*** Excerpt provided ***

Predicting the future is an old addiction for genes and humans. Wild creatures migrate, others grow fat, and still others move to caves. A mother bear, feeding her cubs, is a soothsayer just as was true for Nordic hags who read not tea leaves but shells and bones.

People who are happy in crowds assert that owning a gun predicts more murders and suicide. Despite popular leftist convictions, John Lott showed clearly that the opposite is true . . . private gun ownership cuts crime.

Prediction has a second problem . . . no one, no one, can do it although everyone can “explain” an event after it happens. Such is true for murder in Newtown. Such is true for the weather or the stock market, it is true for suicide – we must lock up at least 1000 with identical symptoms in order to prevent one suicide. Likewise, for predictions about which pot smoker will have irreversible schizophrenic episodes, or even, which future dodderer will make your perfect mate. Even electricians are asked to read crystal balls when insurance companies ask them to predict fires from knob-and-tube wiring. The electrician who complies with this strange request treats the homeowner not as a victim but as a customer who avoids incineration tomorrow from old wires if he spends $10,000 today on new wires.

*** End of Excerpt provided ***

### Required work
Please write the next part of the passage on prediction, picking up after its final sentence. The items after this point are separate material, unrelated to the passage on prediction.

*** Supplied records ***

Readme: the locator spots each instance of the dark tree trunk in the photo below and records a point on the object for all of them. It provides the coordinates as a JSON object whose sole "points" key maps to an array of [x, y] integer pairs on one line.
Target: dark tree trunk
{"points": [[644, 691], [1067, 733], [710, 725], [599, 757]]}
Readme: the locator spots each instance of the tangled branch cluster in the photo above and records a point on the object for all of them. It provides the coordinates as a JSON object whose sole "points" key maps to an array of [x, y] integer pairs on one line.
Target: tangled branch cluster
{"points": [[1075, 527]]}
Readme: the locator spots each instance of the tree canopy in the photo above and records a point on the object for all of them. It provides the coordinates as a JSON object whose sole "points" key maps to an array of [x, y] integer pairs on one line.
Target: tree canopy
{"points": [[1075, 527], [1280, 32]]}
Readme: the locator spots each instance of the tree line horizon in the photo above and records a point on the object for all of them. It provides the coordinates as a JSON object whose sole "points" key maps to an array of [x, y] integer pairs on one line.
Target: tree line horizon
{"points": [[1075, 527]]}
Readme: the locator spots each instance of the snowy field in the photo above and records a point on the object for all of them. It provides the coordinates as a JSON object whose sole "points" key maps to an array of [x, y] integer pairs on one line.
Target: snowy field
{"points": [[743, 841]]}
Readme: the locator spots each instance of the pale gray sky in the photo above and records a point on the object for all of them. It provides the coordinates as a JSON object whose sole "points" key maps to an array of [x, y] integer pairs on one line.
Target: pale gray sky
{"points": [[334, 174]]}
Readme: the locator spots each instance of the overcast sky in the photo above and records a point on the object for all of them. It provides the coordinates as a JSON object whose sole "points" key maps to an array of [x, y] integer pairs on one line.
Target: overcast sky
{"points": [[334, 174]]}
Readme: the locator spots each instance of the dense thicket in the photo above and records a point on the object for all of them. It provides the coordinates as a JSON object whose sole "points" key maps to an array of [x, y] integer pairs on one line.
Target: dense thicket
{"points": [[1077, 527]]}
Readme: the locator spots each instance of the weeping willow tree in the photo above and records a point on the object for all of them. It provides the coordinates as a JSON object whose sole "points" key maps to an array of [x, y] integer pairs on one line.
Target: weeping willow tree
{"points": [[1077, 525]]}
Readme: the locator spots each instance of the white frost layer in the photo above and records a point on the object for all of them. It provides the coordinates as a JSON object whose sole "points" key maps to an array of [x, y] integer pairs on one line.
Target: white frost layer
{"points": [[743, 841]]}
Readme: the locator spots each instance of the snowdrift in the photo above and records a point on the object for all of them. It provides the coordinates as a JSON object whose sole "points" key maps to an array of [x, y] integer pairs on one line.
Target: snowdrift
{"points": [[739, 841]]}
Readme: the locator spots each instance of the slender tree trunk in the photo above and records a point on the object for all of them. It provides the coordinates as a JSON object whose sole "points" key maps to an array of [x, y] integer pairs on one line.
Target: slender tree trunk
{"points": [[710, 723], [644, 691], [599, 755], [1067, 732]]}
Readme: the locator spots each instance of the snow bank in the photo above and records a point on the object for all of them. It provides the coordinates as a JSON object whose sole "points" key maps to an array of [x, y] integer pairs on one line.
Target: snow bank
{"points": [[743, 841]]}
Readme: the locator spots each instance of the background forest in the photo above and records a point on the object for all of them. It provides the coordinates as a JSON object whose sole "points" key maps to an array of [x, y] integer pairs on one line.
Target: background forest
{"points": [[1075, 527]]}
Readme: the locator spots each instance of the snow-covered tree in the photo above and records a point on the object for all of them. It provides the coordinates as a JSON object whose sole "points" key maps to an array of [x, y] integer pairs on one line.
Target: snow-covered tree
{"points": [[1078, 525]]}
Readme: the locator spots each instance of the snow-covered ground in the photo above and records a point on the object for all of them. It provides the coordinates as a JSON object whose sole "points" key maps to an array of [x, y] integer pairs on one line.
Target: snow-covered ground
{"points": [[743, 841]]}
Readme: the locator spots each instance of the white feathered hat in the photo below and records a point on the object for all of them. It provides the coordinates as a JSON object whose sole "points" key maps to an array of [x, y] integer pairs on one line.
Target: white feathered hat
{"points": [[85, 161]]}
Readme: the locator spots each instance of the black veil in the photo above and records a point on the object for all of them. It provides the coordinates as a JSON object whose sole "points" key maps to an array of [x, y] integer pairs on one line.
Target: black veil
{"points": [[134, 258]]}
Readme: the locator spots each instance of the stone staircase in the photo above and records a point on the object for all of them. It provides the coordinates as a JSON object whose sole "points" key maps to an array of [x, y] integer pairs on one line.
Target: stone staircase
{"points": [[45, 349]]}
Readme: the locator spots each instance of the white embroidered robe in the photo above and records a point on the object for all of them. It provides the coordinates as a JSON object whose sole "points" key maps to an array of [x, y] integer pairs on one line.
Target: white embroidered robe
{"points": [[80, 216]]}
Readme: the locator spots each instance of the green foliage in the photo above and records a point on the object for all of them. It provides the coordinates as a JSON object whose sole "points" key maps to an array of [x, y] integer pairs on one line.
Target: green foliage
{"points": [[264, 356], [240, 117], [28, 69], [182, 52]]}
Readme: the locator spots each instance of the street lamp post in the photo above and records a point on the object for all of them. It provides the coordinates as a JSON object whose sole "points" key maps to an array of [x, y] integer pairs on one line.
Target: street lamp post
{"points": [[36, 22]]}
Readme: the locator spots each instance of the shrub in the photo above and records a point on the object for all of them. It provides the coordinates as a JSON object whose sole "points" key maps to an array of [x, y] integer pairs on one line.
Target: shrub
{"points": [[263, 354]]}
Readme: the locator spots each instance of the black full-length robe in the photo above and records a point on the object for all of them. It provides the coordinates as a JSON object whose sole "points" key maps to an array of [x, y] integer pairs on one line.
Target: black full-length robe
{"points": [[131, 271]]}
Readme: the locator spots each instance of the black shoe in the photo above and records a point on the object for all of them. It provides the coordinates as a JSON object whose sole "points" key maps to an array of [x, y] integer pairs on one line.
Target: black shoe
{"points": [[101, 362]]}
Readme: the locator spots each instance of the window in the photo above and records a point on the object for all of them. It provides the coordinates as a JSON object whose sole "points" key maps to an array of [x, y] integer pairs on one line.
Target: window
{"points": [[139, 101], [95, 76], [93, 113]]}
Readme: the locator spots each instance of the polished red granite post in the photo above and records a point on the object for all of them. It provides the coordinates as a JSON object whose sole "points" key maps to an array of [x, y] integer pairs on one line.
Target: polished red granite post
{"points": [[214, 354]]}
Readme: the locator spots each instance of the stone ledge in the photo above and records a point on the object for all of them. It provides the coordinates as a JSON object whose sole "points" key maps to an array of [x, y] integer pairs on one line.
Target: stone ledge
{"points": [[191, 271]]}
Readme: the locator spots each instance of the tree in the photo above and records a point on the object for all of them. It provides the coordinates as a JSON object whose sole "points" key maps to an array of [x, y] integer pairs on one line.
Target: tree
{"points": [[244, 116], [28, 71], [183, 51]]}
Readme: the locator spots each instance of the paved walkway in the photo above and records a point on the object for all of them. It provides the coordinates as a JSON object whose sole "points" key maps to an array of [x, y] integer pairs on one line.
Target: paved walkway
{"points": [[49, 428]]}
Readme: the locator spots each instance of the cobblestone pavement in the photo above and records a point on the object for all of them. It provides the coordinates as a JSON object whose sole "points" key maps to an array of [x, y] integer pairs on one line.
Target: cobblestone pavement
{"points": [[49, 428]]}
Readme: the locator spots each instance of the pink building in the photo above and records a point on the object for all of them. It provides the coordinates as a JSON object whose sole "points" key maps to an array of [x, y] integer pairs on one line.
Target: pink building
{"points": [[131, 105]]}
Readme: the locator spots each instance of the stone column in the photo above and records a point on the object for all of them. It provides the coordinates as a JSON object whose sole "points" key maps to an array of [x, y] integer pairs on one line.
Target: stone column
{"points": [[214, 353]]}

*** End of Supplied records ***

### Answer space
Most of us handle this task in a simple way – we pick teachers, lovers, work associates, and bowling partners because they are similar to us and, often, have been so from birth. We are less upset by what Mr. Lanza did but more by how different he was after he shot 27 people. But, then, he wasn’t so different – his mother chose to have three guns.

As for Adam’s mother – she was a fan of guns and shooting them and owned three. She also trained Adam to shoot accurately. Genomics tells us that she had two X chromosomes, he had one. Thus, whatever errors were on one of her chromosomes would likely be buffered by her second one. He had no such crutch and displayed not only Asperger’s but also schizophrenia. Thus, his behavior is explainable although, unfortunately, still unpredictable despite whatever Bloomberg or Obama tell you.

References:

Badcock, Christopher (2009) The Imprinted Brain: How Genes Set the Balance between Autism and Psychosis. London: Jessica Kingsley.

Brody, James (2008) Rebellion: Physics to Personal Will. Bloomington, Indiana: iUniverse.

Buss, David (2005) The Murderer Next Door: Why the Mind Is Designed to Kill. NY: Penguin.

Lott, John R. (2000) More Guns, Less Crime: Understanding Crime and Gun Control Laws. Chicago: University of Chicago Press.